[Stored data entries]
----------------------------------------
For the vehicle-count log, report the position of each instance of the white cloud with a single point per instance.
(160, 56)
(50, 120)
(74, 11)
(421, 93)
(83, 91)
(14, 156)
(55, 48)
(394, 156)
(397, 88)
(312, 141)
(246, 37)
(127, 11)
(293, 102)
----------------------------------------
> [INSTRUCTIONS TO FOLLOW] The records above need copying again. Keep each word as it is.

> [ANSWER SPACE]
For the vehicle-count log, report the position of each instance of the white cloud with a single point per instance.
(160, 56)
(50, 120)
(74, 11)
(421, 93)
(83, 91)
(14, 156)
(55, 48)
(394, 156)
(397, 88)
(312, 141)
(246, 37)
(127, 11)
(293, 102)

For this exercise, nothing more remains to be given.